### Stored items

^^^^^^^^

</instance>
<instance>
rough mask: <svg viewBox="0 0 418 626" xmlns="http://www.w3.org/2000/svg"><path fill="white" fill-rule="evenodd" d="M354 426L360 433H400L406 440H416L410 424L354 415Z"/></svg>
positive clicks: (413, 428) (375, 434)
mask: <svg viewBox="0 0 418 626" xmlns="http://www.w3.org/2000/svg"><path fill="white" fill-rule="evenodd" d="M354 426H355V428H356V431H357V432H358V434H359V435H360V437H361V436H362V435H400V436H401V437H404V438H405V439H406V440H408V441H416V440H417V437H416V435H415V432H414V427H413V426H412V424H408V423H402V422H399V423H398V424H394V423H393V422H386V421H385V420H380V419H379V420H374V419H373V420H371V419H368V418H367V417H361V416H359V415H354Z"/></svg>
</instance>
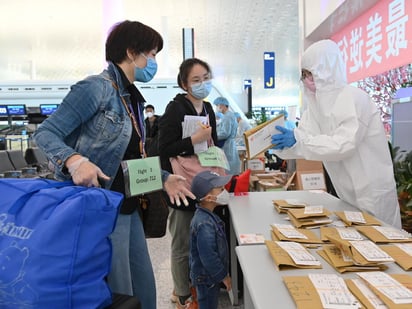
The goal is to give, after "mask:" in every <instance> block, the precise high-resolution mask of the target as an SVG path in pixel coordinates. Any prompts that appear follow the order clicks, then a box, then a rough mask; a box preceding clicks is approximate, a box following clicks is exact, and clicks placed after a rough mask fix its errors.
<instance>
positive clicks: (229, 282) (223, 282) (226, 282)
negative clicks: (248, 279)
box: [223, 276, 232, 292]
mask: <svg viewBox="0 0 412 309" xmlns="http://www.w3.org/2000/svg"><path fill="white" fill-rule="evenodd" d="M223 284H224V285H225V286H226V291H228V292H229V291H230V290H231V289H232V279H231V278H230V276H226V277H225V279H223Z"/></svg>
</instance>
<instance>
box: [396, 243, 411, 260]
mask: <svg viewBox="0 0 412 309" xmlns="http://www.w3.org/2000/svg"><path fill="white" fill-rule="evenodd" d="M395 246H397V247H398V248H399V249H401V250H402V251H403V252H405V253H406V254H408V255H410V256H411V257H412V244H395Z"/></svg>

^^^^^^^^

### What you will do
Could you write out everything from the start of the rows down to the line containing "positive clicks: (413, 428) (375, 434)", replacing "rough mask" with "coarse mask" and leaving all else unchanged?

### Worked solution
</instance>
<instance>
coarse mask: <svg viewBox="0 0 418 626" xmlns="http://www.w3.org/2000/svg"><path fill="white" fill-rule="evenodd" d="M354 426L360 433H400L406 440H416L410 424L354 415Z"/></svg>
positive clicks: (413, 428) (375, 434)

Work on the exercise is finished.